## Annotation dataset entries

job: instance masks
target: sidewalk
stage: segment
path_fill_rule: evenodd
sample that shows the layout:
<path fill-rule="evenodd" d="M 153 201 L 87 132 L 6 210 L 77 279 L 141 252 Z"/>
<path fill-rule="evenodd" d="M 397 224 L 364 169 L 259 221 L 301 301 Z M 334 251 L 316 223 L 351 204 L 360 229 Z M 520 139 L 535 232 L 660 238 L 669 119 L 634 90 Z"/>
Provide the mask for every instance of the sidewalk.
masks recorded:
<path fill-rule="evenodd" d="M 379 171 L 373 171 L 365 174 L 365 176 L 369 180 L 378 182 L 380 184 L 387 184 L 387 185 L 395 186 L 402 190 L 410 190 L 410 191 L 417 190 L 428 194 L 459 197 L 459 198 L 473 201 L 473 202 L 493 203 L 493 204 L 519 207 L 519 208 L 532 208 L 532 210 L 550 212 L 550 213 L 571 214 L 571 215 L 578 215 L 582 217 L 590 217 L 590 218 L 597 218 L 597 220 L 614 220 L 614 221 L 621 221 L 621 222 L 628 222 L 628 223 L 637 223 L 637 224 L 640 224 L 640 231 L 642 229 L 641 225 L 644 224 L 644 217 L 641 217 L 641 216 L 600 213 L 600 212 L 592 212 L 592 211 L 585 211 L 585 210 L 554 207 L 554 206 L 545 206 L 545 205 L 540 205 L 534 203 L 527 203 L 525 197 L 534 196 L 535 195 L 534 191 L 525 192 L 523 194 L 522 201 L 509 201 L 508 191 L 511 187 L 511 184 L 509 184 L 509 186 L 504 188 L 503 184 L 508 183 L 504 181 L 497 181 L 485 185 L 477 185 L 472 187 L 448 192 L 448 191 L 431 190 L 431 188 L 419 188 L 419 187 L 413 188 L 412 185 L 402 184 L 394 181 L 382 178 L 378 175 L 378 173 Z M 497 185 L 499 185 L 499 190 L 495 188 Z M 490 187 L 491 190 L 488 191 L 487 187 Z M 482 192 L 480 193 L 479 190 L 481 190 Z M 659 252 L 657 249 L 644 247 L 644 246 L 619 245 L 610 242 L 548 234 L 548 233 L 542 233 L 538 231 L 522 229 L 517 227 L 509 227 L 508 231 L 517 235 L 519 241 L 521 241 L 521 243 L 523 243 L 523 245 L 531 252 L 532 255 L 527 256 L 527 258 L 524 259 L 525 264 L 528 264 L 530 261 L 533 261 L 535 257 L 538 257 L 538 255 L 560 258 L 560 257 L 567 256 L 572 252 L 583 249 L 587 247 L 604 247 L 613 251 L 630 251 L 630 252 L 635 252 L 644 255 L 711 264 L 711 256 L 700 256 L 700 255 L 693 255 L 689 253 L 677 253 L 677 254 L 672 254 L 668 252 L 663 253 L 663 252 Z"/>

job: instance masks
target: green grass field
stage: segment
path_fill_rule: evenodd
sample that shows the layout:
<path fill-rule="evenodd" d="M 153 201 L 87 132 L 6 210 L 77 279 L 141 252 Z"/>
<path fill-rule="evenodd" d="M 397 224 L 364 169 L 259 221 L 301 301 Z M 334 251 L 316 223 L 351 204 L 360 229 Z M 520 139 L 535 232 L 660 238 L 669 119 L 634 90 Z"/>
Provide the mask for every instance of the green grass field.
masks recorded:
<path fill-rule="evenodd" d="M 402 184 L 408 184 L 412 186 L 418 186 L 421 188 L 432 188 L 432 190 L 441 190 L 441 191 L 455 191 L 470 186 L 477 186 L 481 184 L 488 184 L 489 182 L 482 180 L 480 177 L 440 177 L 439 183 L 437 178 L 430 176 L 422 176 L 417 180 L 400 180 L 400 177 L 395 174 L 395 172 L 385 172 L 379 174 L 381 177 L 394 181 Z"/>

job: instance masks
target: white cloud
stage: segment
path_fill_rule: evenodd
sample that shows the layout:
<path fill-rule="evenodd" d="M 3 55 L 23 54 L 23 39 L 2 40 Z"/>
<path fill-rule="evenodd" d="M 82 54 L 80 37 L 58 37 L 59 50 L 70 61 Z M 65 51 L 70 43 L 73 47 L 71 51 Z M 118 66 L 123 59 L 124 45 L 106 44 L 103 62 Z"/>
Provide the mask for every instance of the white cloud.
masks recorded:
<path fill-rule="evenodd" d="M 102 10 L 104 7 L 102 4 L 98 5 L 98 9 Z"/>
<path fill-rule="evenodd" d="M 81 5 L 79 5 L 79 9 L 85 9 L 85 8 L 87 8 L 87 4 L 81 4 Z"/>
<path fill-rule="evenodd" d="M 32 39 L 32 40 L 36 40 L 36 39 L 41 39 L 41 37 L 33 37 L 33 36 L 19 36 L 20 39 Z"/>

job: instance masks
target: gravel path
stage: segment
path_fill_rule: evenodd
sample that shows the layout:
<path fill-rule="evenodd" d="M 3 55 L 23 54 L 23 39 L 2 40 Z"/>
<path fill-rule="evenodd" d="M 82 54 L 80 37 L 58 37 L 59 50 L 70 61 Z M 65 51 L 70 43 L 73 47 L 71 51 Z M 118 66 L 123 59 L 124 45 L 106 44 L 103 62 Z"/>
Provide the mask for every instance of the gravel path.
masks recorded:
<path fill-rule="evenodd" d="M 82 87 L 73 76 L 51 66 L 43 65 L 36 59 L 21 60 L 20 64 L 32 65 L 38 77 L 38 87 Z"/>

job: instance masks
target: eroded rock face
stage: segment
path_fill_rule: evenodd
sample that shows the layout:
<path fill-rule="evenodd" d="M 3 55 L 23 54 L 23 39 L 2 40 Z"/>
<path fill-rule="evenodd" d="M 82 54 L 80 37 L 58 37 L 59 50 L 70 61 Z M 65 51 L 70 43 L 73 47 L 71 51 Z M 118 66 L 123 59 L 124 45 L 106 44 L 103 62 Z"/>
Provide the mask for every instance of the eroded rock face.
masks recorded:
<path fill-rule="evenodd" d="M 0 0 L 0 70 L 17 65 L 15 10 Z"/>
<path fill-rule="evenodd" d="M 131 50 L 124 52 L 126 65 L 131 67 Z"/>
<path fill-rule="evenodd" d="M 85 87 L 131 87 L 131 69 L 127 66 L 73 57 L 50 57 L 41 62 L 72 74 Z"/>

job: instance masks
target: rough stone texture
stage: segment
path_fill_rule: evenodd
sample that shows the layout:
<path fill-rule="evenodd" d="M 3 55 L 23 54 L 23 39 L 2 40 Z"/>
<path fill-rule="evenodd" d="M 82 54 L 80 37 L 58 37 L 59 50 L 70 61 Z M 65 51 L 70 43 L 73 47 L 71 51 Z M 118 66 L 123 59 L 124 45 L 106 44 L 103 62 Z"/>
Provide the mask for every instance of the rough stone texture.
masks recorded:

## Aim
All of the entries above must be quoted exactly.

## Finished exercise
job: instance masks
target: sidewalk
stage: segment
path_fill_rule: evenodd
sample that shows the layout:
<path fill-rule="evenodd" d="M 153 201 L 87 132 L 6 210 L 77 279 L 141 252 Z"/>
<path fill-rule="evenodd" d="M 397 224 L 364 169 L 259 221 L 301 301 Z M 334 251 L 316 223 L 351 204 L 360 229 Z M 520 139 L 535 232 L 660 238 L 669 119 L 634 90 Z"/>
Provide the mask for every instance of the sidewalk.
masks recorded:
<path fill-rule="evenodd" d="M 379 171 L 373 171 L 365 174 L 365 176 L 369 180 L 378 182 L 380 184 L 387 184 L 387 185 L 395 186 L 402 190 L 410 190 L 410 191 L 417 190 L 428 194 L 459 197 L 459 198 L 473 201 L 473 202 L 493 203 L 493 204 L 519 207 L 519 208 L 532 208 L 532 210 L 550 212 L 550 213 L 571 214 L 571 215 L 578 215 L 582 217 L 590 217 L 590 218 L 597 218 L 597 220 L 614 220 L 614 221 L 621 221 L 621 222 L 628 222 L 628 223 L 637 223 L 637 224 L 640 224 L 640 231 L 642 229 L 641 225 L 644 224 L 644 217 L 641 217 L 641 216 L 600 213 L 600 212 L 592 212 L 592 211 L 585 211 L 585 210 L 554 207 L 554 206 L 545 206 L 545 205 L 540 205 L 534 203 L 527 203 L 525 197 L 534 196 L 535 195 L 534 191 L 525 192 L 523 194 L 522 201 L 509 201 L 508 191 L 511 187 L 511 184 L 509 184 L 509 186 L 504 188 L 503 184 L 508 183 L 504 181 L 497 181 L 485 185 L 477 185 L 472 187 L 448 192 L 448 191 L 431 190 L 431 188 L 419 188 L 419 187 L 413 188 L 412 185 L 402 184 L 394 181 L 382 178 L 378 175 L 378 173 Z M 497 185 L 499 185 L 499 190 L 495 188 Z M 490 187 L 491 190 L 488 191 L 487 187 Z M 482 192 L 480 193 L 479 190 L 481 190 Z M 659 252 L 657 249 L 644 247 L 644 246 L 619 245 L 610 242 L 548 234 L 548 233 L 542 233 L 538 231 L 522 229 L 517 227 L 509 227 L 508 231 L 517 235 L 519 241 L 521 241 L 521 243 L 523 243 L 523 245 L 531 252 L 532 255 L 527 256 L 527 258 L 524 259 L 525 264 L 528 264 L 530 261 L 533 261 L 535 257 L 538 257 L 538 255 L 560 258 L 560 257 L 567 256 L 572 252 L 583 249 L 587 247 L 604 247 L 613 251 L 630 251 L 630 252 L 635 252 L 644 255 L 711 264 L 711 256 L 700 256 L 700 255 L 693 255 L 689 253 L 677 253 L 677 254 L 672 254 L 668 252 L 663 253 L 663 252 Z"/>

job: instance masks
target: green grass field
stage: segment
path_fill_rule: evenodd
sample that shows the layout:
<path fill-rule="evenodd" d="M 153 201 L 87 132 L 6 210 L 77 279 L 141 252 Z"/>
<path fill-rule="evenodd" d="M 397 224 L 364 169 L 259 221 L 301 301 Z M 334 251 L 316 223 L 351 204 L 360 229 Z M 520 139 L 535 232 L 660 238 L 669 119 L 634 90 Z"/>
Provide the mask for every instance of the green grass field.
masks recorded:
<path fill-rule="evenodd" d="M 402 184 L 408 184 L 412 186 L 418 186 L 421 188 L 432 188 L 432 190 L 441 190 L 441 191 L 455 191 L 470 186 L 477 186 L 481 184 L 488 184 L 489 182 L 482 180 L 480 177 L 440 177 L 439 183 L 437 178 L 430 176 L 422 176 L 417 180 L 400 180 L 400 177 L 395 174 L 395 172 L 385 172 L 379 174 L 381 177 L 394 181 Z"/>

job: instance masks
target: white cloud
stage: segment
path_fill_rule: evenodd
sample that shows the layout:
<path fill-rule="evenodd" d="M 3 55 L 23 54 L 23 39 L 2 40 Z"/>
<path fill-rule="evenodd" d="M 82 54 L 80 37 L 58 37 L 59 50 L 70 61 Z M 65 51 L 70 43 L 73 47 L 71 51 Z M 118 66 L 123 59 L 124 45 L 106 44 L 103 62 Z"/>
Provide the mask for every instance of the white cloud.
masks recorded:
<path fill-rule="evenodd" d="M 102 10 L 104 7 L 102 4 L 98 5 L 98 9 Z"/>
<path fill-rule="evenodd" d="M 81 5 L 79 5 L 79 9 L 85 9 L 85 8 L 87 8 L 87 4 L 81 4 Z"/>
<path fill-rule="evenodd" d="M 32 39 L 32 40 L 36 40 L 36 39 L 41 39 L 41 37 L 33 37 L 33 36 L 19 36 L 20 39 Z"/>

job: instance masks
target: gravel path
stage: segment
path_fill_rule: evenodd
sample that shows the layout:
<path fill-rule="evenodd" d="M 3 55 L 23 54 L 23 39 L 2 40 Z"/>
<path fill-rule="evenodd" d="M 82 54 L 80 37 L 58 37 L 59 50 L 70 61 Z M 65 51 L 70 43 L 73 47 L 71 51 Z M 118 66 L 123 59 L 124 45 L 106 44 L 103 62 Z"/>
Provide the mask for every instance of the gravel path.
masks recorded:
<path fill-rule="evenodd" d="M 82 87 L 73 76 L 51 66 L 43 65 L 36 59 L 21 60 L 20 64 L 32 65 L 38 77 L 38 87 Z"/>

job: instance masks
target: eroded rock face
stage: segment
path_fill_rule: evenodd
sample that shows the layout:
<path fill-rule="evenodd" d="M 3 55 L 23 54 L 23 39 L 2 40 Z"/>
<path fill-rule="evenodd" d="M 82 54 L 80 37 L 58 37 L 59 50 L 70 61 Z M 65 51 L 70 43 L 73 47 L 71 51 Z M 118 66 L 123 59 L 124 45 L 106 44 L 103 62 Z"/>
Provide the mask for every instance of the eroded rock face.
masks recorded:
<path fill-rule="evenodd" d="M 0 0 L 0 70 L 17 65 L 15 10 Z"/>
<path fill-rule="evenodd" d="M 131 50 L 124 52 L 126 65 L 131 67 Z"/>
<path fill-rule="evenodd" d="M 85 87 L 131 87 L 131 69 L 127 66 L 73 57 L 50 57 L 41 62 L 72 74 Z"/>

job: instance masks
target: rough stone texture
stage: segment
path_fill_rule: evenodd
sample that shows the layout:
<path fill-rule="evenodd" d="M 3 55 L 23 54 L 23 39 L 2 40 Z"/>
<path fill-rule="evenodd" d="M 82 54 L 80 37 L 58 37 L 59 50 L 70 61 Z M 65 51 L 70 43 L 73 47 L 71 51 Z M 118 66 L 123 59 L 124 45 L 106 44 L 103 62 Z"/>
Provide the mask for every instance of the rough stone texture.
masks recorded:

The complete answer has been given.